## EXERCISE TASK 1
Answer these questions about the forum post on tape resets:
(a) What do many tape devices do right after a reset?
(b) After rewinding, where should the initiator go to find the last valid file mark?
(c) What kind of images are attached?

::: READING TEXT :::

Following a reset many tape devices will immediately rewind.  So writing a filemark without knowing
the position of the tape is an error.  The initiator should first rewind and then forward to the end of
the tape to find the last valid file mark.  I agree that these implied MTWEOF operations coming from
the kernel are probably the cause of the unexpected erase.
  
> I will keep at this but it will probably need code inspection review etc. to
> figure out unless we can get a reproducer from the customer to use.
> 
> Its been so long, I am not keen to reach back out the customer for a
> reproducer.

Agreed. If you have the ability to reproduce this, we should probably work on the MTWEOF code. These implied
write filemarks operations are probably the source of the problem.

See the attached Wireshark images.

::: GIVEN RECORDS :::

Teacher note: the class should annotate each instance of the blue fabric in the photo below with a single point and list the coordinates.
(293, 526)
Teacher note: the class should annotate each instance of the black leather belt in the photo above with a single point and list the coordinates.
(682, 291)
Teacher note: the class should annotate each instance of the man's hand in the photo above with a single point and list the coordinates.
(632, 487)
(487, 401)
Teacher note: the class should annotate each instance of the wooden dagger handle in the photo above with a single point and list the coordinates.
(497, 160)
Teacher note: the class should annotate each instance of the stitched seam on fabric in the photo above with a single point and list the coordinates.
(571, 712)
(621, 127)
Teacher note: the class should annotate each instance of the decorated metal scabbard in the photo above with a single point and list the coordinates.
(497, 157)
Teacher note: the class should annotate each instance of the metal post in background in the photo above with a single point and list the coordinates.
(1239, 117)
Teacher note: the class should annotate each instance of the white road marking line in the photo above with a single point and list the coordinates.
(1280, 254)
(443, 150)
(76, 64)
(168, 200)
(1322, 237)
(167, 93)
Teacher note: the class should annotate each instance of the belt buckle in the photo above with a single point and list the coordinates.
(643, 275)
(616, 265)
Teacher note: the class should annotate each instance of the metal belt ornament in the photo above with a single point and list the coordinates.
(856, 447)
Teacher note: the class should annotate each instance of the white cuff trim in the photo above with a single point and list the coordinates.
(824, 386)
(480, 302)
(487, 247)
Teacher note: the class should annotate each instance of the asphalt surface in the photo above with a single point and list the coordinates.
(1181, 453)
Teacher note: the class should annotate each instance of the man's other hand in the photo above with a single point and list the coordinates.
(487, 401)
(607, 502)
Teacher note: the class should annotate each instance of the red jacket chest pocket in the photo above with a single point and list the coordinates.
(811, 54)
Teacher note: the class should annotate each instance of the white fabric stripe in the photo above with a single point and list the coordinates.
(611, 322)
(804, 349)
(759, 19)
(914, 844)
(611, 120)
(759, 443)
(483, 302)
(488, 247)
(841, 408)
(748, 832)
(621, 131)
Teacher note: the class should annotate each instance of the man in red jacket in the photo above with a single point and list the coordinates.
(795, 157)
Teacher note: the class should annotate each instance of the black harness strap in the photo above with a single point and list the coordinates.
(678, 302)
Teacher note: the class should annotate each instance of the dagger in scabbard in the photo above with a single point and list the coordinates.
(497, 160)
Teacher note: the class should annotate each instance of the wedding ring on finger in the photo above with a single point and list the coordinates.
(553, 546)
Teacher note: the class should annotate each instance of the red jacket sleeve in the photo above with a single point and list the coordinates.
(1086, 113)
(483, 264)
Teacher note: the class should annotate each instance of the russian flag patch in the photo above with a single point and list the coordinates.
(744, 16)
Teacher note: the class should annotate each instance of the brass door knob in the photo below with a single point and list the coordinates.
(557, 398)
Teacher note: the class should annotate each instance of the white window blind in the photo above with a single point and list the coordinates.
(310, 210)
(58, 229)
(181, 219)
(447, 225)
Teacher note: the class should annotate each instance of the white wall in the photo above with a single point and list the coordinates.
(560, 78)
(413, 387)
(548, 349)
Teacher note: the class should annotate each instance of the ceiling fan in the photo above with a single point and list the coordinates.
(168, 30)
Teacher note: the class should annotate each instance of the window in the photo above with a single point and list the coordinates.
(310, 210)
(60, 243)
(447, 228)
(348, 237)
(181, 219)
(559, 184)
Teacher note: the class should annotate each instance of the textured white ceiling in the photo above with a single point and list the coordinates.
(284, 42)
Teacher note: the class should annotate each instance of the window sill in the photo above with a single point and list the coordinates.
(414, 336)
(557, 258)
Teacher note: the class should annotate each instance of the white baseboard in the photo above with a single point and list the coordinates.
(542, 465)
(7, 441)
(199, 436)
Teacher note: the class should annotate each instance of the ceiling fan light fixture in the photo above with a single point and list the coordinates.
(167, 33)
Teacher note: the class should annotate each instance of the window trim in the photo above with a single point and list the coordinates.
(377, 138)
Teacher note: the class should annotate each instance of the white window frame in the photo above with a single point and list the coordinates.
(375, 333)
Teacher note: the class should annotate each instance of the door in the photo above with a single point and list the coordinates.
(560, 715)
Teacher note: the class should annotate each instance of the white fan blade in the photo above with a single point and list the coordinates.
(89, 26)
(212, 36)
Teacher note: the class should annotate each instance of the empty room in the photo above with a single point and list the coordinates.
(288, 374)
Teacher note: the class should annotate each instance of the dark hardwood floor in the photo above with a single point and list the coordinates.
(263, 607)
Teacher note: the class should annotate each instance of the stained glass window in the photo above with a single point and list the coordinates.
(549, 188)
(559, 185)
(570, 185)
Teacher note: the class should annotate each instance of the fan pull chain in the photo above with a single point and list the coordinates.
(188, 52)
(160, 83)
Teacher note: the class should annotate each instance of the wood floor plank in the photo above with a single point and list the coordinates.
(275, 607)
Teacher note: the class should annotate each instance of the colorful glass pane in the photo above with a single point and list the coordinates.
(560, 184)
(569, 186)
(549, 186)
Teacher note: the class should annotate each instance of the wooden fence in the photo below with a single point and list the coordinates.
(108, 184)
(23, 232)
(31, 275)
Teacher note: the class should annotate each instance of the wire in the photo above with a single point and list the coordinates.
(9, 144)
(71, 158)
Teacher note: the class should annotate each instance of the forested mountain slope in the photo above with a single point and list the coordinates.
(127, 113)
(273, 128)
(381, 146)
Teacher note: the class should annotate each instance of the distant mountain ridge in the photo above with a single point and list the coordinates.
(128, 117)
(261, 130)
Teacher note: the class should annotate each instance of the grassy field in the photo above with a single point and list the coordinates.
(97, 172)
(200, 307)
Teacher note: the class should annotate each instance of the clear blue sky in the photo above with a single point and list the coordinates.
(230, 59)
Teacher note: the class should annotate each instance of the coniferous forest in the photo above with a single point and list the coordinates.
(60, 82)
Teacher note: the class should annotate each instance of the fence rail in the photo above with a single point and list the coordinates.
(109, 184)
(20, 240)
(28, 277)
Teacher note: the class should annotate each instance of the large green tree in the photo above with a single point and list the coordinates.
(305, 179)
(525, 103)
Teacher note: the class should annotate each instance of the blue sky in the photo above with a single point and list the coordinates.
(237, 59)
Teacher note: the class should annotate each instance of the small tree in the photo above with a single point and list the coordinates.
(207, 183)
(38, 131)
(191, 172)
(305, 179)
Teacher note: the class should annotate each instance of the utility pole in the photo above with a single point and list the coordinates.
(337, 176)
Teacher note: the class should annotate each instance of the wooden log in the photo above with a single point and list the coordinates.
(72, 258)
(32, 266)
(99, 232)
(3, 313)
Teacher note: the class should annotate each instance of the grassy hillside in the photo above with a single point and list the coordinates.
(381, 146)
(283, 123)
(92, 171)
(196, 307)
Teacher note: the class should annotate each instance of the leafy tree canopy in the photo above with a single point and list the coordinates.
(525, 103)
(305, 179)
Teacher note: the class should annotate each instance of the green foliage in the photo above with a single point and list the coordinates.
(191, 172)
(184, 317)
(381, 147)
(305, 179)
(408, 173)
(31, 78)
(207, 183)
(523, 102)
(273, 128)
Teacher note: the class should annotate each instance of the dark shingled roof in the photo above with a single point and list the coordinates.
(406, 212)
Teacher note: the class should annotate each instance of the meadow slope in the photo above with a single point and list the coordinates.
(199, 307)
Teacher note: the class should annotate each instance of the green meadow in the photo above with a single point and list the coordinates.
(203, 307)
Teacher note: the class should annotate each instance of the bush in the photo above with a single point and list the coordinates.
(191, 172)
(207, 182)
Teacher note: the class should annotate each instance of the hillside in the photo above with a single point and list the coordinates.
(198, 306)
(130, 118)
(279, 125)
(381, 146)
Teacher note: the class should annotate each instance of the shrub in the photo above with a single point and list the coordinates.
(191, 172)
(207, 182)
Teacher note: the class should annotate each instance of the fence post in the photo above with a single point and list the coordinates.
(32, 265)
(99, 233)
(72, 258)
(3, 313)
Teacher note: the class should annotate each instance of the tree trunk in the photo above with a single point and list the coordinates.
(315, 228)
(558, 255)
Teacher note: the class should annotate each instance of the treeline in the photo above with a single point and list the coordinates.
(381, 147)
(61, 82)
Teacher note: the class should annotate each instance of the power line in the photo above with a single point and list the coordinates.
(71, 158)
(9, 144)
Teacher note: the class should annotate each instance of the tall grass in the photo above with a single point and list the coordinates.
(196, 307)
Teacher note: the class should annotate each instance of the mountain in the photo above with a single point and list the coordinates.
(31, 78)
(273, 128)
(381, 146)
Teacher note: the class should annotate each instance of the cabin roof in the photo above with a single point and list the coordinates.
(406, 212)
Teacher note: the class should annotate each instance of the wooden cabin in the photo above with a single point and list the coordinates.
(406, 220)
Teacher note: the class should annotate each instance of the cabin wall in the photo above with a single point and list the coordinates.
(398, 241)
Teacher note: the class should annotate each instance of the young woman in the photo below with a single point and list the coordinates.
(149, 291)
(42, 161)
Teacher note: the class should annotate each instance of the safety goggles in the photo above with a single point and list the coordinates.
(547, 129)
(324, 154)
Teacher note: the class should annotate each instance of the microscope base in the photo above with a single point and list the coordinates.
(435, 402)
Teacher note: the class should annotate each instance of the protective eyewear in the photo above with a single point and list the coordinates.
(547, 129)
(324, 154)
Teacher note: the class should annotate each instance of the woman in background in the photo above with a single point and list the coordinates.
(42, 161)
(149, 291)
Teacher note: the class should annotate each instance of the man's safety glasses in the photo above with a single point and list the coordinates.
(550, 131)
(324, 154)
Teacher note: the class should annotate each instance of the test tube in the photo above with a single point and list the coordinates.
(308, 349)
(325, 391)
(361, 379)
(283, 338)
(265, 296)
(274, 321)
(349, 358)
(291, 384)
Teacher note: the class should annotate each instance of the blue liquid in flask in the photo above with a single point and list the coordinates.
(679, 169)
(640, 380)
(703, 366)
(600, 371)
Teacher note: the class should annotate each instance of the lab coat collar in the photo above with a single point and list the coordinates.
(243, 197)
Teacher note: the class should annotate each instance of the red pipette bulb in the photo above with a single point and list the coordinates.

:::

## EXERCISE TASK 2
Pick out each line of the entries above that includes the string "metal", paying attention to case.

## EXERCISE OUTPUT 1
(a) They immediately rewind.
(b) Forward to the end of the tape.
(c) Wireshark images.

## EXERCISE OUTPUT 2
Teacher note: the class should annotate each instance of the decorated metal scabbard in the photo above with a single point and list the coordinates.
Teacher note: the class should annotate each instance of the metal post in background in the photo above with a single point and list the coordinates.
Teacher note: the class should annotate each instance of the metal belt ornament in the photo above with a single point and list the coordinates.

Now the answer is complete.